Selection:
Nothing
#' A simulated binomial data set.
#'
#' A data set simulated for illustrating logistic regression models. Generated by
#' \code{gen.binomial.data(n = 200, p = 20, seed = 2021)}.
#'
#' @format A list with three elements: design matrix \code{X}, response \code{y},
#' and the true coefficient vector \code{beta}.
#' \describe{
#' \item{X}{design matrix}
#' \item{y}{response}
#' \item{beta}{the true coefficient vector}
#' }
#'
#' @usage data(bin_data)
#'
#' @examples
#' data("bin_data")
#' cv.fit <- cv.glmtlp(bin_data$X, bin_data$y, family = "binomial", penalty = "l1")
#' plot(cv.fit)
#'
"bin_data"
#' A simulated gaussian data set.
#'
#' A data set simulated for illustrating linear regression models. Generated by
#' \code{gen.gaussian.data(n = 200, p = 20, seed = 2021)}.
#'
#' @format A list with five elements: design matrix \code{X}, response \code{y},
#' correlation structure of the covariates \code{Sigma}, true beta \code{beta},
#' and the noise level \code{sigma}.
#' \describe{
#' \item{X}{design matrix}
#' \item{y}{response}
#' \item{beta}{true beta values}
#' \item{sigma}{the noise level}
#' }
#'
#' @usage data(gau_data)

Problems and tasks:
A - In the dataset documentation, which function call is given as having generated the gaussian data set?
B - For each statement, say whether it agrees with the dataset documentation, and quote the words that decide it: (i) The binomial data set is a list with five elements. (ii) The gaussian data set was simulated to illustrate linear regression models. (iii) The example for the binomial data set uses the penalty "l1".

Raw data:
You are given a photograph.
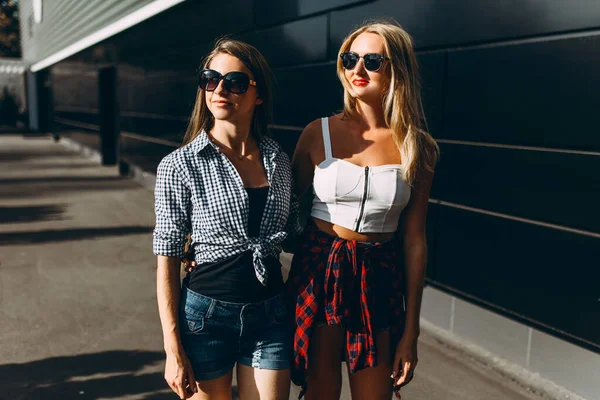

Task answers:
A - gen.gaussian.data(n = 200, p = 20, seed = 2021)

B -
(i) No: "A list with three elements"
(ii) Yes: "A data set simulated for illustrating linear regression models"
(iii) Yes: "penalty = "l1""